• [Task instructions]: How many lines in the data below contain the string "sidewalk"? Give only the number.

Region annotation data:
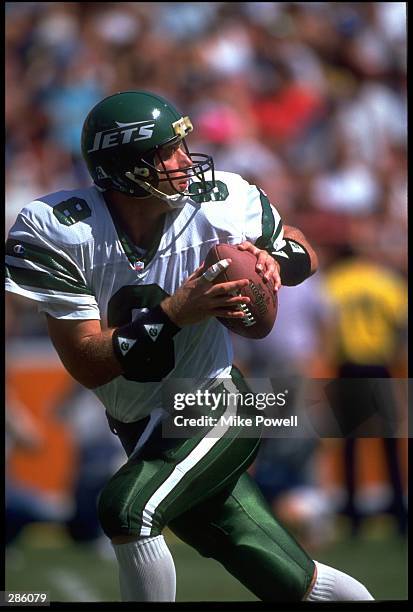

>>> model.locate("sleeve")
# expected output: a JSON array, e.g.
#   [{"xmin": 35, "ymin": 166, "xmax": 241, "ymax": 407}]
[
  {"xmin": 6, "ymin": 210, "xmax": 100, "ymax": 319},
  {"xmin": 244, "ymin": 185, "xmax": 285, "ymax": 253}
]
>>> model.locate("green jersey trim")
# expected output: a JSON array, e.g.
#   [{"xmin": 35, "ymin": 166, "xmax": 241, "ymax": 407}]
[
  {"xmin": 255, "ymin": 189, "xmax": 282, "ymax": 249},
  {"xmin": 6, "ymin": 238, "xmax": 85, "ymax": 286},
  {"xmin": 6, "ymin": 265, "xmax": 93, "ymax": 295}
]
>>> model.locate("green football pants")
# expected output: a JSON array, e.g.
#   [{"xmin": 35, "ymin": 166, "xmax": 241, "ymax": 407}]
[{"xmin": 99, "ymin": 406, "xmax": 314, "ymax": 601}]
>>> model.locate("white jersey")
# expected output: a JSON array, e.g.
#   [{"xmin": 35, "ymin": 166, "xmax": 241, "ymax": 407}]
[{"xmin": 6, "ymin": 172, "xmax": 285, "ymax": 422}]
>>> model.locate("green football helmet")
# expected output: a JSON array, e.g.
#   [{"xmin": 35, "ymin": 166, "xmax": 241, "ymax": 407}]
[{"xmin": 82, "ymin": 91, "xmax": 215, "ymax": 207}]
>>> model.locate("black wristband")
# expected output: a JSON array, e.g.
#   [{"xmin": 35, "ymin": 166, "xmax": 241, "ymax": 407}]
[
  {"xmin": 270, "ymin": 238, "xmax": 311, "ymax": 286},
  {"xmin": 112, "ymin": 305, "xmax": 181, "ymax": 382}
]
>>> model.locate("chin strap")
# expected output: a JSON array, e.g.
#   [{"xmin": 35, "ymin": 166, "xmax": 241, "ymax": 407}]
[{"xmin": 125, "ymin": 172, "xmax": 189, "ymax": 208}]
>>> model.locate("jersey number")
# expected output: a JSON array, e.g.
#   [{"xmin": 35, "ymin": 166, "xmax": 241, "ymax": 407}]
[{"xmin": 108, "ymin": 284, "xmax": 175, "ymax": 381}]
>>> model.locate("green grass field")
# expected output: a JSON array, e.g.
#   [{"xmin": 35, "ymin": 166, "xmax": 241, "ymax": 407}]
[{"xmin": 6, "ymin": 524, "xmax": 407, "ymax": 602}]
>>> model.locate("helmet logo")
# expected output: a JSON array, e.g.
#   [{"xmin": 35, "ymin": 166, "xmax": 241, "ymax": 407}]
[{"xmin": 88, "ymin": 120, "xmax": 155, "ymax": 153}]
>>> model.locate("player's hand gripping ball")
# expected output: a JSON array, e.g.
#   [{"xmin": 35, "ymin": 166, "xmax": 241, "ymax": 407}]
[{"xmin": 204, "ymin": 244, "xmax": 278, "ymax": 339}]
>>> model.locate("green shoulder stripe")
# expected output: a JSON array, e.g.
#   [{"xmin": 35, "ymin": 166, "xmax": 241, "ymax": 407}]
[
  {"xmin": 6, "ymin": 238, "xmax": 85, "ymax": 285},
  {"xmin": 6, "ymin": 266, "xmax": 93, "ymax": 295},
  {"xmin": 255, "ymin": 189, "xmax": 282, "ymax": 249}
]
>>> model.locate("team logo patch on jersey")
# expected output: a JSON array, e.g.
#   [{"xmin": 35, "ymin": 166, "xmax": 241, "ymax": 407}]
[
  {"xmin": 144, "ymin": 323, "xmax": 163, "ymax": 342},
  {"xmin": 13, "ymin": 244, "xmax": 25, "ymax": 255},
  {"xmin": 118, "ymin": 336, "xmax": 136, "ymax": 356},
  {"xmin": 132, "ymin": 261, "xmax": 145, "ymax": 272}
]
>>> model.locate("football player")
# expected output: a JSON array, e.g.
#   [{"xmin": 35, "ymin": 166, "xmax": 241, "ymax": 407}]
[{"xmin": 6, "ymin": 91, "xmax": 372, "ymax": 601}]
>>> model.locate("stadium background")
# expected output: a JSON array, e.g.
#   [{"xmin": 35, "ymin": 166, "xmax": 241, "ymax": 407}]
[{"xmin": 6, "ymin": 2, "xmax": 407, "ymax": 601}]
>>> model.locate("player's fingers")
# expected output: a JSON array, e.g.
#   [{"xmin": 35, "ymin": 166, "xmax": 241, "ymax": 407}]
[
  {"xmin": 237, "ymin": 240, "xmax": 259, "ymax": 255},
  {"xmin": 255, "ymin": 250, "xmax": 268, "ymax": 278},
  {"xmin": 208, "ymin": 278, "xmax": 249, "ymax": 296},
  {"xmin": 186, "ymin": 262, "xmax": 205, "ymax": 281},
  {"xmin": 214, "ymin": 294, "xmax": 251, "ymax": 307},
  {"xmin": 200, "ymin": 258, "xmax": 231, "ymax": 283},
  {"xmin": 211, "ymin": 308, "xmax": 245, "ymax": 319}
]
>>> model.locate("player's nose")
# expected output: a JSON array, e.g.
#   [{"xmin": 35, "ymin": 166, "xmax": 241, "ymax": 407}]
[{"xmin": 177, "ymin": 149, "xmax": 192, "ymax": 168}]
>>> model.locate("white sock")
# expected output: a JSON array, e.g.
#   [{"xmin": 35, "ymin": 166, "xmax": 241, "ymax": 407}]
[
  {"xmin": 112, "ymin": 535, "xmax": 176, "ymax": 601},
  {"xmin": 306, "ymin": 561, "xmax": 374, "ymax": 601}
]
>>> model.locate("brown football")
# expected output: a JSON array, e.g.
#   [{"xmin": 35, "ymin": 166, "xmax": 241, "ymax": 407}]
[{"xmin": 205, "ymin": 243, "xmax": 278, "ymax": 339}]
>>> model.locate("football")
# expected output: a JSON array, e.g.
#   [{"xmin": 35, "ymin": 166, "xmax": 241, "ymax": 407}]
[{"xmin": 205, "ymin": 243, "xmax": 278, "ymax": 339}]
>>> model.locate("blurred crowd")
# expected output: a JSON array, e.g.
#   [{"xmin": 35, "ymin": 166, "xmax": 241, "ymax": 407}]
[{"xmin": 6, "ymin": 2, "xmax": 407, "ymax": 556}]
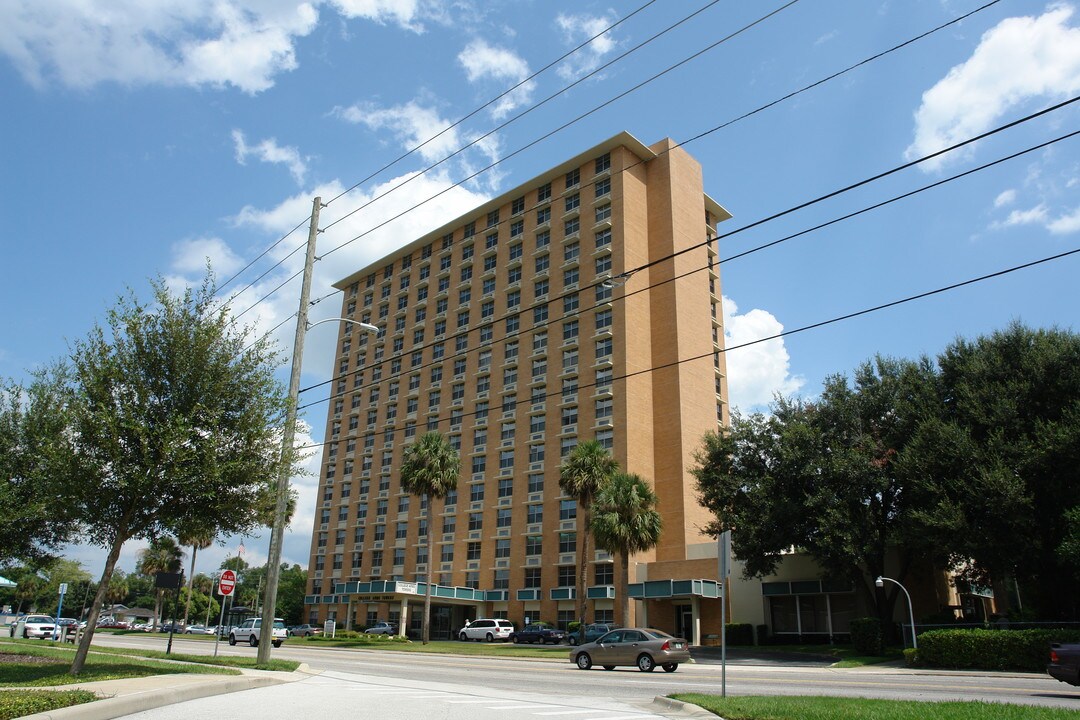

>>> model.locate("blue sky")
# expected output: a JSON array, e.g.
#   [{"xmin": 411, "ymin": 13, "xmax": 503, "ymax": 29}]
[{"xmin": 0, "ymin": 0, "xmax": 1080, "ymax": 574}]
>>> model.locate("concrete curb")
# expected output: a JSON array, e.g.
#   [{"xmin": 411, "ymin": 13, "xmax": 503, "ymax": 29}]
[
  {"xmin": 21, "ymin": 665, "xmax": 312, "ymax": 720},
  {"xmin": 652, "ymin": 695, "xmax": 724, "ymax": 720}
]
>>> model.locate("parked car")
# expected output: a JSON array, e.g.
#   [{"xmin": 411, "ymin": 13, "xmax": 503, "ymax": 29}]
[
  {"xmin": 458, "ymin": 617, "xmax": 514, "ymax": 642},
  {"xmin": 510, "ymin": 623, "xmax": 566, "ymax": 646},
  {"xmin": 184, "ymin": 623, "xmax": 214, "ymax": 635},
  {"xmin": 570, "ymin": 627, "xmax": 690, "ymax": 673},
  {"xmin": 1047, "ymin": 642, "xmax": 1080, "ymax": 685},
  {"xmin": 9, "ymin": 615, "xmax": 56, "ymax": 640},
  {"xmin": 229, "ymin": 617, "xmax": 288, "ymax": 648},
  {"xmin": 364, "ymin": 620, "xmax": 397, "ymax": 635},
  {"xmin": 566, "ymin": 623, "xmax": 622, "ymax": 646}
]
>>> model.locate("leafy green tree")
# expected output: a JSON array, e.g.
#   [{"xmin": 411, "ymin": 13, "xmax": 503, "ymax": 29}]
[
  {"xmin": 913, "ymin": 323, "xmax": 1080, "ymax": 619},
  {"xmin": 592, "ymin": 473, "xmax": 663, "ymax": 624},
  {"xmin": 64, "ymin": 274, "xmax": 295, "ymax": 675},
  {"xmin": 0, "ymin": 368, "xmax": 77, "ymax": 563},
  {"xmin": 401, "ymin": 431, "xmax": 461, "ymax": 644},
  {"xmin": 136, "ymin": 535, "xmax": 184, "ymax": 623},
  {"xmin": 558, "ymin": 440, "xmax": 619, "ymax": 626},
  {"xmin": 693, "ymin": 357, "xmax": 936, "ymax": 617}
]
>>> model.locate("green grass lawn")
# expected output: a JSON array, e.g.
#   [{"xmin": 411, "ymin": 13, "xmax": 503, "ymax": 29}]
[{"xmin": 672, "ymin": 693, "xmax": 1080, "ymax": 720}]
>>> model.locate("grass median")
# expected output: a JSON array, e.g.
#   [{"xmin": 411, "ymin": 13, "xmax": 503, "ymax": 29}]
[
  {"xmin": 672, "ymin": 693, "xmax": 1080, "ymax": 720},
  {"xmin": 0, "ymin": 640, "xmax": 298, "ymax": 720}
]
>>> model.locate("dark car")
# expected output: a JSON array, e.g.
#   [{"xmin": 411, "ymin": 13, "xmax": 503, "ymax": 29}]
[
  {"xmin": 288, "ymin": 625, "xmax": 323, "ymax": 638},
  {"xmin": 570, "ymin": 627, "xmax": 690, "ymax": 673},
  {"xmin": 1047, "ymin": 642, "xmax": 1080, "ymax": 685},
  {"xmin": 566, "ymin": 623, "xmax": 622, "ymax": 646},
  {"xmin": 510, "ymin": 623, "xmax": 566, "ymax": 646}
]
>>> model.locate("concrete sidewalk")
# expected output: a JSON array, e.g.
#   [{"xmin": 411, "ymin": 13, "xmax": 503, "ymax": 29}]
[{"xmin": 16, "ymin": 664, "xmax": 315, "ymax": 720}]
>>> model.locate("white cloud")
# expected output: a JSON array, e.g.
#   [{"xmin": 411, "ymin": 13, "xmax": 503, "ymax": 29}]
[
  {"xmin": 555, "ymin": 12, "xmax": 618, "ymax": 81},
  {"xmin": 905, "ymin": 3, "xmax": 1080, "ymax": 171},
  {"xmin": 172, "ymin": 237, "xmax": 243, "ymax": 276},
  {"xmin": 997, "ymin": 205, "xmax": 1047, "ymax": 228},
  {"xmin": 0, "ymin": 0, "xmax": 444, "ymax": 94},
  {"xmin": 723, "ymin": 297, "xmax": 806, "ymax": 412},
  {"xmin": 458, "ymin": 40, "xmax": 536, "ymax": 120},
  {"xmin": 994, "ymin": 189, "xmax": 1016, "ymax": 207},
  {"xmin": 333, "ymin": 100, "xmax": 502, "ymax": 191},
  {"xmin": 1047, "ymin": 207, "xmax": 1080, "ymax": 235},
  {"xmin": 232, "ymin": 130, "xmax": 308, "ymax": 186}
]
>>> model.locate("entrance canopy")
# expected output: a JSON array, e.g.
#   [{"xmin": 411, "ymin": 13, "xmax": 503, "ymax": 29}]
[{"xmin": 626, "ymin": 580, "xmax": 724, "ymax": 600}]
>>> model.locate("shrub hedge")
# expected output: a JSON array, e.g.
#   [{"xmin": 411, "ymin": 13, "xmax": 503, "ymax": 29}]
[{"xmin": 915, "ymin": 623, "xmax": 1080, "ymax": 673}]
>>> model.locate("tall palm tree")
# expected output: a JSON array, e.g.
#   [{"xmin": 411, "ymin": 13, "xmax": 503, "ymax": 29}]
[
  {"xmin": 402, "ymin": 431, "xmax": 461, "ymax": 644},
  {"xmin": 592, "ymin": 473, "xmax": 663, "ymax": 625},
  {"xmin": 179, "ymin": 530, "xmax": 214, "ymax": 625},
  {"xmin": 558, "ymin": 440, "xmax": 619, "ymax": 637},
  {"xmin": 136, "ymin": 535, "xmax": 184, "ymax": 622}
]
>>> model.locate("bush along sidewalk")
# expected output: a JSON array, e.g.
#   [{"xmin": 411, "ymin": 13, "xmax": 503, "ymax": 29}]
[{"xmin": 904, "ymin": 628, "xmax": 1080, "ymax": 673}]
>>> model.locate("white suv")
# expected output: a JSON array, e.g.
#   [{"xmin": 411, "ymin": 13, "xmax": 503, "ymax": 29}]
[
  {"xmin": 229, "ymin": 617, "xmax": 288, "ymax": 648},
  {"xmin": 9, "ymin": 615, "xmax": 56, "ymax": 640},
  {"xmin": 458, "ymin": 617, "xmax": 514, "ymax": 642}
]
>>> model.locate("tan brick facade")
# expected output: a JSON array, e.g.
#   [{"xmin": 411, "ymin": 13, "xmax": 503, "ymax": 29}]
[{"xmin": 308, "ymin": 134, "xmax": 729, "ymax": 634}]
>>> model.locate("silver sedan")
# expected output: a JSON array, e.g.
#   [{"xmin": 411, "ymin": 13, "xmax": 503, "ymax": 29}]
[{"xmin": 570, "ymin": 627, "xmax": 690, "ymax": 673}]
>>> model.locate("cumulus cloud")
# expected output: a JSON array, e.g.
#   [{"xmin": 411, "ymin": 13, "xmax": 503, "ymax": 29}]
[
  {"xmin": 905, "ymin": 4, "xmax": 1080, "ymax": 171},
  {"xmin": 994, "ymin": 190, "xmax": 1016, "ymax": 207},
  {"xmin": 555, "ymin": 12, "xmax": 618, "ymax": 81},
  {"xmin": 333, "ymin": 99, "xmax": 502, "ymax": 190},
  {"xmin": 232, "ymin": 130, "xmax": 308, "ymax": 186},
  {"xmin": 723, "ymin": 297, "xmax": 806, "ymax": 412},
  {"xmin": 1047, "ymin": 207, "xmax": 1080, "ymax": 235},
  {"xmin": 0, "ymin": 0, "xmax": 443, "ymax": 94},
  {"xmin": 458, "ymin": 40, "xmax": 536, "ymax": 120}
]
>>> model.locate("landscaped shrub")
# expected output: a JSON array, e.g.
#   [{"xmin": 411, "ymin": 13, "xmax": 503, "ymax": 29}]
[
  {"xmin": 851, "ymin": 617, "xmax": 885, "ymax": 657},
  {"xmin": 917, "ymin": 628, "xmax": 1080, "ymax": 673}
]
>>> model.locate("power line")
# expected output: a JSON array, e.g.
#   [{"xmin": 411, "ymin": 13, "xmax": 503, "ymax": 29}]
[
  {"xmin": 317, "ymin": 0, "xmax": 665, "ymax": 208},
  {"xmin": 300, "ymin": 111, "xmax": 1080, "ymax": 409},
  {"xmin": 297, "ymin": 247, "xmax": 1080, "ymax": 450},
  {"xmin": 323, "ymin": 0, "xmax": 799, "ymax": 257}
]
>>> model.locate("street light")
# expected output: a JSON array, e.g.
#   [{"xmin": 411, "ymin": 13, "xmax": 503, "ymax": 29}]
[
  {"xmin": 257, "ymin": 198, "xmax": 379, "ymax": 665},
  {"xmin": 874, "ymin": 575, "xmax": 919, "ymax": 650}
]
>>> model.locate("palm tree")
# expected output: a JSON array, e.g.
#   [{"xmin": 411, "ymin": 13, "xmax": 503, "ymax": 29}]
[
  {"xmin": 592, "ymin": 473, "xmax": 663, "ymax": 625},
  {"xmin": 136, "ymin": 535, "xmax": 184, "ymax": 622},
  {"xmin": 180, "ymin": 530, "xmax": 214, "ymax": 625},
  {"xmin": 558, "ymin": 440, "xmax": 619, "ymax": 637},
  {"xmin": 402, "ymin": 431, "xmax": 461, "ymax": 644}
]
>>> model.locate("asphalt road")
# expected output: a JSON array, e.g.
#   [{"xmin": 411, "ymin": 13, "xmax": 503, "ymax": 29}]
[{"xmin": 95, "ymin": 635, "xmax": 1080, "ymax": 720}]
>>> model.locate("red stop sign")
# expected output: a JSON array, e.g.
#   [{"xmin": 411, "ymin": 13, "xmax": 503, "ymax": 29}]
[{"xmin": 217, "ymin": 570, "xmax": 237, "ymax": 595}]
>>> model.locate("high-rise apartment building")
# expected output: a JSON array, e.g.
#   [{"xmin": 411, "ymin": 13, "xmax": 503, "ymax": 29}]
[{"xmin": 307, "ymin": 133, "xmax": 730, "ymax": 639}]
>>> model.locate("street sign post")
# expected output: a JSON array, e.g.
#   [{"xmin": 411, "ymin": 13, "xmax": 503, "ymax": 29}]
[
  {"xmin": 217, "ymin": 570, "xmax": 237, "ymax": 597},
  {"xmin": 214, "ymin": 570, "xmax": 237, "ymax": 657}
]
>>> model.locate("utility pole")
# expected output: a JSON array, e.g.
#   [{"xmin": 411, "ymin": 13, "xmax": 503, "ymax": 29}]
[{"xmin": 258, "ymin": 198, "xmax": 323, "ymax": 665}]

• [Response to this task]: 2